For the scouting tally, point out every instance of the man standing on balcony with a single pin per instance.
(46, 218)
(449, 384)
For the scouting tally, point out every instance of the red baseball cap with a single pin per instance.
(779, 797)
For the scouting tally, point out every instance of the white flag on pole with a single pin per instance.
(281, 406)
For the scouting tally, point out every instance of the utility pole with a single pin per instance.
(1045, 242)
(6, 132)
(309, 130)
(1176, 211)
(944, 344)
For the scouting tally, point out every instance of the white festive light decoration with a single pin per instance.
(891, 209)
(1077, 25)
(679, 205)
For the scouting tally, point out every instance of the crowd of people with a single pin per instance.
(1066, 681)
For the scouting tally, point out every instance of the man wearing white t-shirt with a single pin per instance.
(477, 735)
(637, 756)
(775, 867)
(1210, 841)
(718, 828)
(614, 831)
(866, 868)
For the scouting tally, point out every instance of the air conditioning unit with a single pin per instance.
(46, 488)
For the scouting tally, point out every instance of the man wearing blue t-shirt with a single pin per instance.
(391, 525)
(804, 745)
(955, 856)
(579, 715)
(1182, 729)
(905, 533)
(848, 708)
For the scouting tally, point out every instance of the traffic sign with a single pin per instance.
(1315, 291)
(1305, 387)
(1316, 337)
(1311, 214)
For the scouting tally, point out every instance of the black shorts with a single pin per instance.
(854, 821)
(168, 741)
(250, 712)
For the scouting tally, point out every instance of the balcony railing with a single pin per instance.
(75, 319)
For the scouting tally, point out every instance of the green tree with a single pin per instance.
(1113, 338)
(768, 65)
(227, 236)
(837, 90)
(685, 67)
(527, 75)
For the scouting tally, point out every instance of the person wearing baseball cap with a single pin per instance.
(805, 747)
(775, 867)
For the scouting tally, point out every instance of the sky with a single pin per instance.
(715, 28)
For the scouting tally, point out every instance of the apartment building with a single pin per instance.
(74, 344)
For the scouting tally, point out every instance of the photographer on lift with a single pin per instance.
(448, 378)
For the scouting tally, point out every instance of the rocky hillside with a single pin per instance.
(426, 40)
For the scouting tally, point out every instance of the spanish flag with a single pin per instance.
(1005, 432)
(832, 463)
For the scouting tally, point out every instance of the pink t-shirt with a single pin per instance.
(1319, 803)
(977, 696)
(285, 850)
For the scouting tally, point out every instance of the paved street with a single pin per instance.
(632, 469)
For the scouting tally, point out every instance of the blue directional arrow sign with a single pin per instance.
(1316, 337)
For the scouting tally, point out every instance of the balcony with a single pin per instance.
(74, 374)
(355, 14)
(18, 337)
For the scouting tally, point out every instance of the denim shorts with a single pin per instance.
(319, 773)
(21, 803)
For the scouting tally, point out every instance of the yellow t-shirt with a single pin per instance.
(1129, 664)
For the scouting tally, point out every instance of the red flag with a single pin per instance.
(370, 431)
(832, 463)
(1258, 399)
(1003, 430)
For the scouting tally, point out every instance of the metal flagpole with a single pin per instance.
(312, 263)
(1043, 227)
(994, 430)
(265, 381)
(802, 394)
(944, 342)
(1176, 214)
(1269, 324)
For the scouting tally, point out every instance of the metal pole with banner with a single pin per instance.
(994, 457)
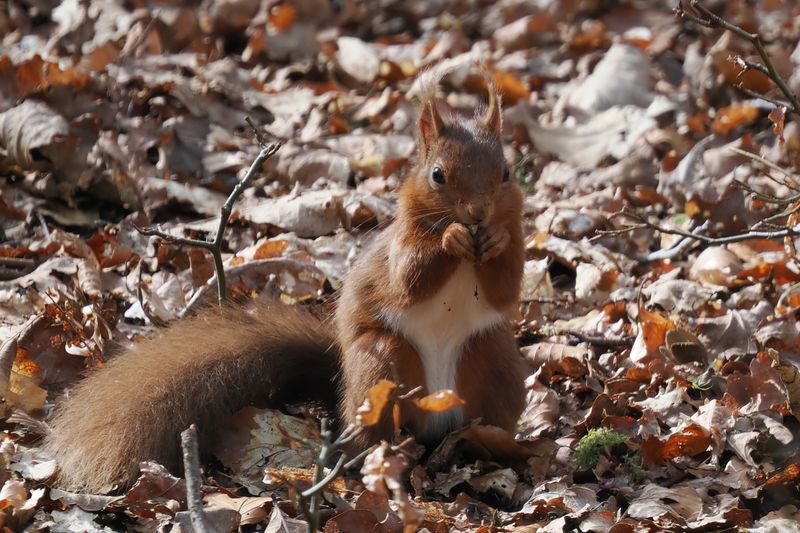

────

Arrange all the lines above as a numbered list, skipping any blank lines. Don't include the pictures.

1. For the scouting tally, point out every instance of the man standing on balcony with a single pin per instance.
2. (46, 218)
3. (449, 384)
4. For the scouting tally, point out every instance of the red baseball cap with a single pin per instance.
5. (779, 797)
6. For the scouting tally, point out every instance of the white flag on pole with a single pin per instance.
7. (281, 406)
8. For the scouting tally, point out every instance of the utility pole with a single pin per instance.
9. (1045, 242)
10. (6, 132)
11. (309, 130)
12. (1176, 211)
13. (944, 344)
14. For the scouting tally, point out every instance of the white festive light decoration with a single pin per instance.
15. (891, 209)
16. (1077, 25)
17. (679, 205)
18. For the scouting tally, point out every instance of the crowd of people with a single pin per instance.
19. (1066, 681)
20. For the scouting tally, point out every instance of the man wearing white t-shirt with a single pin per instance.
21. (477, 735)
22. (637, 756)
23. (775, 867)
24. (1210, 841)
25. (718, 828)
26. (614, 831)
27. (866, 868)
28. For the scouting tally, point out every instance of the air conditioning unit with a single pin per instance.
29. (46, 488)
30. For the scouting tally, point out every instance of the man wearing blue t-shirt with a single pin per instance.
31. (391, 525)
32. (804, 745)
33. (955, 856)
34. (579, 715)
35. (1182, 729)
36. (905, 533)
37. (848, 708)
38. For the scouting tally, point out every instance of the traffic sign with a single pin per instance.
39. (1315, 291)
40. (1305, 387)
41. (1316, 337)
42. (1311, 214)
43. For the scouting tally, point out every instance of the black shorts with a single pin per instance.
44. (854, 821)
45. (168, 741)
46. (250, 712)
47. For the scouting tally, point out every instance of the balcony railing with a single pin per instance.
48. (75, 319)
49. For the scouting tally, point out every instance of the green tree with a single pin per instance.
50. (1113, 338)
51. (768, 65)
52. (227, 236)
53. (837, 90)
54. (685, 67)
55. (527, 75)
56. For the scouting tally, point out every instance of the person wearing baseball cap with a single pin per instance.
57. (805, 747)
58. (775, 867)
59. For the scouting tally, point out every instance of the sky with a single pin per instance.
60. (715, 28)
61. For the scouting tally, point out every instance of the apartment building with a single pin per instance.
62. (74, 344)
63. For the scouting tally, point out every instance of the photographer on lift with a single pin per instance.
64. (448, 378)
65. For the scouting tally, point out every instance of the rocky hillside with a single pin per instance.
66. (426, 40)
67. For the scouting tally, point out every instance of the spanish flag with a single pin per instance.
68. (1005, 432)
69. (832, 463)
70. For the scouting tally, point out every instance of the pink t-shirt with a single pin per instance.
71. (1319, 803)
72. (977, 696)
73. (285, 850)
74. For the scouting tally, point out every instance of the paved street with a single pin per instance.
75. (632, 469)
76. For the scouting tally, point out every instance of the blue directional arrow sign with a single pin per instance.
77. (1316, 337)
78. For the scouting tally, point out every instance of the balcony with a single pin per instance.
79. (74, 374)
80. (355, 14)
81. (18, 337)
82. For the scouting tally, point out every instance of the denim shorts with a single pin per instance.
83. (319, 773)
84. (21, 803)
85. For the scouting tally, point out every instance of the yellow t-shirt with a single pin per instance.
86. (1129, 664)
87. For the scouting tally, point out every instance of the red flag with a single pin per instance.
88. (370, 431)
89. (832, 463)
90. (1258, 399)
91. (1003, 430)
92. For the scouting tally, point out every instance of the metal flagpole with a single pin per instance.
93. (312, 263)
94. (1043, 227)
95. (994, 430)
96. (265, 381)
97. (802, 394)
98. (944, 342)
99. (1176, 214)
100. (1269, 324)
101. For the scouting tally, point out every instance of the metal pole with banner with a single pin per instance.
102. (994, 457)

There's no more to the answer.